_TEXTE EXTRAIT_:

-*-*-

« Ne vous y trompez pas, aimait à dire François Mitterrand, l’extrême droite française est aussi dans la droite ». Jamais cette analyse cruelle, dont l’histoire de France fourmille d’exemples, n’a été mieux vérifiée que depuis quelques jours, avec les surenchères de politiciens de la droite officielle, paniqués à l’idée d’être dépassés par les deux candidats de l’extrême droite affichée.
Leurs dernières déclarations, sur le « grand remplacement » et les « Français de papier », renvoient à des vieux fantasmes qui occupaient tous les débats il y a un siècle, quand on disait la France menacée de « perdre son âme sous les coups de boutoir des envahisseurs italiens », puis polonais ; et toujours, des « envahisseurs juifs », vus, eux, non comme une menace numérique mais comme des parasites prenant la place des Français dans tous les fonctions d’influence.
Que penser alors aujourd’hui de ce « grand remplacement », quantitatif ou qualitatif : est-ce un fantasme ou une réalité ?
D’abord, il correspond à une indéniable réalité biologique : chaque génération est remplacée par la suivante. Et, d’une certaine façon, la peur du grand remplacement renvoie tout simplement à la peur de la mort.

-*-*-

_DONNÉES RECUEILLIES_:
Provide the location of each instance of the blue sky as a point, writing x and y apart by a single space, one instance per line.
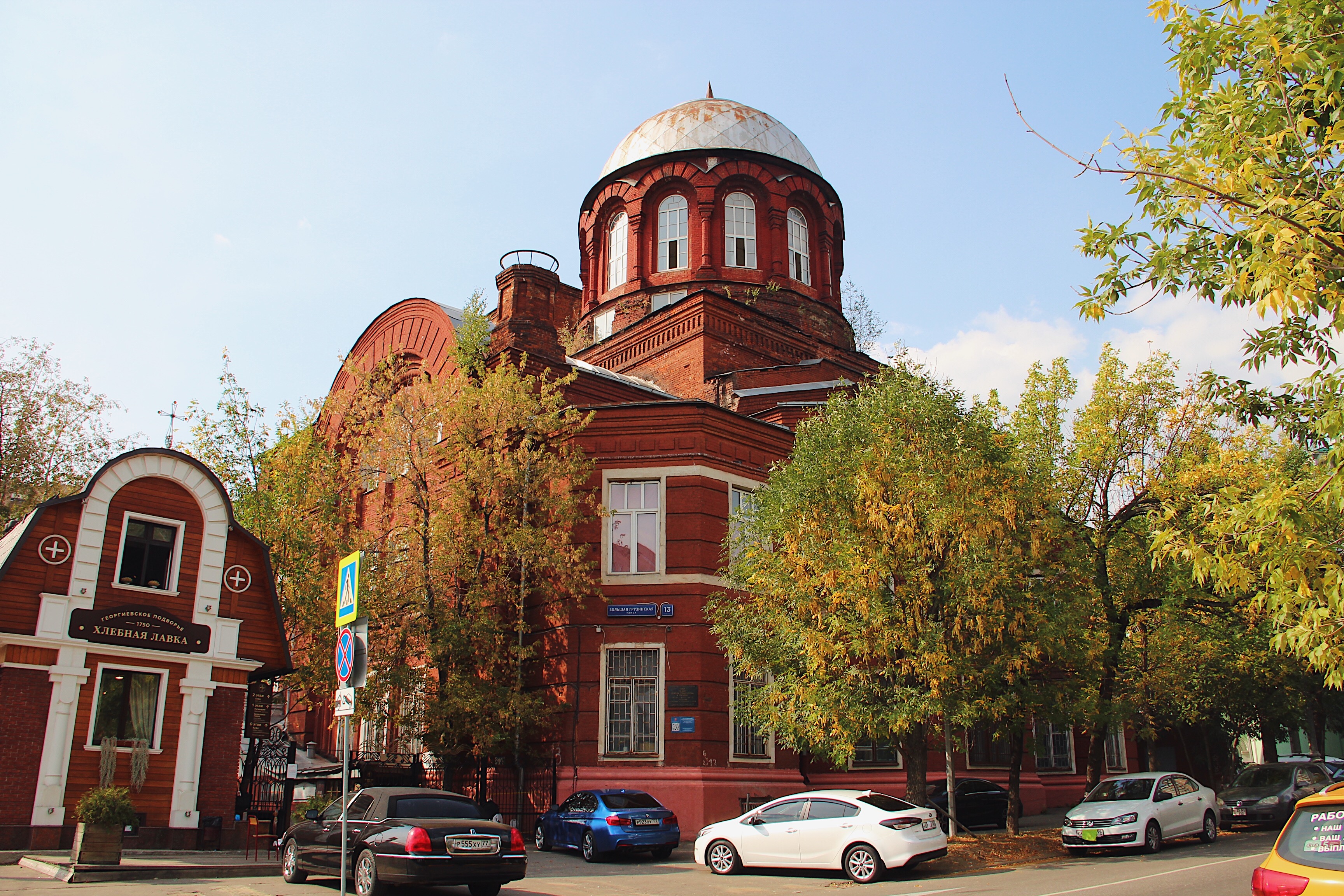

-*-*-

_CONSIGNE_:
Dans le texte extrait, relevez toutes les expressions placées entre guillemets dans le paragraphe qui commence par « Leurs dernières déclarations ».

_RÉPONSE_:
- « grand remplacement »
- « Français de papier »
- « perdre son âme sous les coups de boutoir des envahisseurs italiens »
- « envahisseurs juifs »